Copy the records below exactly as they appear.

+ + +

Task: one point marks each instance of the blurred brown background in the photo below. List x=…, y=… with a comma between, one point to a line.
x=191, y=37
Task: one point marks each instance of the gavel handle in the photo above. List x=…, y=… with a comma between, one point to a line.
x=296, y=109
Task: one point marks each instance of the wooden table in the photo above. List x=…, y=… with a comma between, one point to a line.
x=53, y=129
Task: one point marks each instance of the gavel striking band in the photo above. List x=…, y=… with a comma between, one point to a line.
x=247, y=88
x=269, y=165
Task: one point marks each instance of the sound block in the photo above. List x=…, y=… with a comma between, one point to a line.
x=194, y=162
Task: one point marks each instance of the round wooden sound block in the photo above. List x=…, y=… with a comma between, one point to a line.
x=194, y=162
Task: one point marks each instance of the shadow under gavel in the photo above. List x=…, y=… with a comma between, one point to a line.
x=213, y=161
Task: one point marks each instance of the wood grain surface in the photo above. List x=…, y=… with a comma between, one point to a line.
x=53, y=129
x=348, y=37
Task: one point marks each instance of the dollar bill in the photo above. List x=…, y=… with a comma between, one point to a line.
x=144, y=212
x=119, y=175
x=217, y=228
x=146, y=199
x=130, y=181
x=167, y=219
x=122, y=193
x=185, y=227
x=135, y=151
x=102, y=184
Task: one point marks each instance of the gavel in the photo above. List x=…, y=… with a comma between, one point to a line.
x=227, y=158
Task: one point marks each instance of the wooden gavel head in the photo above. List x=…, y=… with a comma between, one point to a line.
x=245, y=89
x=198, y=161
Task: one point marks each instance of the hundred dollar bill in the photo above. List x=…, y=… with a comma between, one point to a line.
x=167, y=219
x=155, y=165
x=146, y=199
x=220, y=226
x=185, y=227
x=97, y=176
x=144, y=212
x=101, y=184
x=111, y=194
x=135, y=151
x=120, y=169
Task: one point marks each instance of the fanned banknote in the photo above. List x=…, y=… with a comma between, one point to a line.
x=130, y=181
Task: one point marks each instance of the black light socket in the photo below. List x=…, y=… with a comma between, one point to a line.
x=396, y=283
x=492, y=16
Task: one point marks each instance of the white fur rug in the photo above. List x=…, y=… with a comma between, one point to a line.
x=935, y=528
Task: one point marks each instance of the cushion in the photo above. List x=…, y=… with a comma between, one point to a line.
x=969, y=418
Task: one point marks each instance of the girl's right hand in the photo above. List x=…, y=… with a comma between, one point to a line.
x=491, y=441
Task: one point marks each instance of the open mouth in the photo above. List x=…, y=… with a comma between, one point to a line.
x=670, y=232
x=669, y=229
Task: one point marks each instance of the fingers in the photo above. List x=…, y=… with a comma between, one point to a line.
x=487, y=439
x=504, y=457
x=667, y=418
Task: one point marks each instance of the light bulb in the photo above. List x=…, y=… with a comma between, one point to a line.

+ + +

OUTPUT:
Task: one point marks each instance of the blurred brown background in the photo below. List x=…, y=… with a comma between, one point to a line.
x=191, y=37
Task: one point marks each instance of the gavel handle in the photo above. List x=…, y=… with a comma between, one point to a line.
x=296, y=109
Task: one point marks each instance of the wooden table in the photo above. List x=…, y=… with a comma between, one point to a line.
x=53, y=129
Task: one point marks each instance of the gavel striking band in the photo above. List x=…, y=… with a comma between, one point to a line.
x=247, y=88
x=269, y=165
Task: one point marks each instance of the sound block in the photo above. List x=…, y=… with a comma between, one point to a line.
x=194, y=162
Task: one point marks each instance of the round wooden sound block in the photo above. List x=…, y=… with a comma between, one point to a line.
x=194, y=162
Task: one point marks each instance of the shadow under gavel in the photo above. List x=…, y=… with a comma between, one point to a line.
x=213, y=161
Task: one point marks each instance of the wood grain surface in the photo above. List x=…, y=… with a comma between, one point to a line.
x=53, y=129
x=348, y=37
Task: one point marks each instance of the dollar bill in the photo above. List x=…, y=… with a comma between, one point to a line.
x=144, y=212
x=119, y=175
x=217, y=228
x=146, y=199
x=130, y=181
x=167, y=219
x=122, y=193
x=185, y=227
x=135, y=151
x=102, y=184
Task: one point marks each instance of the gavel in the photo above. List x=…, y=… with a comma between, one point to a line.
x=227, y=158
Task: one point marks each instance of the wooden gavel head in the photo above. List x=…, y=… with a comma between, one point to a line.
x=245, y=89
x=198, y=161
Task: one point marks each instance of the hundred dollar bill in the photo above. List x=…, y=… with a comma between, one point to a line.
x=167, y=219
x=155, y=165
x=146, y=199
x=220, y=226
x=185, y=227
x=97, y=176
x=144, y=212
x=101, y=184
x=111, y=194
x=135, y=151
x=120, y=169
Task: one point marks each instance of the fanned banknote in the photo above. List x=…, y=… with a comma between, one point to a line.
x=130, y=181
Task: one point marks each instance of the black light socket in the photo below. List x=…, y=… with a comma between, one point to a line.
x=396, y=283
x=492, y=16
Task: one point marks each instance of the white fur rug in the photo above. List x=…, y=… with a comma between, one point to a line.
x=935, y=528
Task: one point marks each instance of the cushion in the photo above. List x=…, y=… with a comma between, one point to a line.
x=969, y=418
Task: one point marks each instance of the girl's right hand in the photo above. List x=…, y=… with a comma between, one point to a line.
x=491, y=441
Task: one point marks each instance of the open mouth in the photo above. List x=…, y=… with a comma between, one point to a line.
x=670, y=232
x=669, y=229
Task: one point marks each instance of the fingers in the photo above. List x=…, y=… with a comma between, one point to a line.
x=487, y=439
x=504, y=457
x=667, y=418
Task: one point marks each instance of the light bulb in the photo above. List x=…, y=… with a comma between, one point to a line.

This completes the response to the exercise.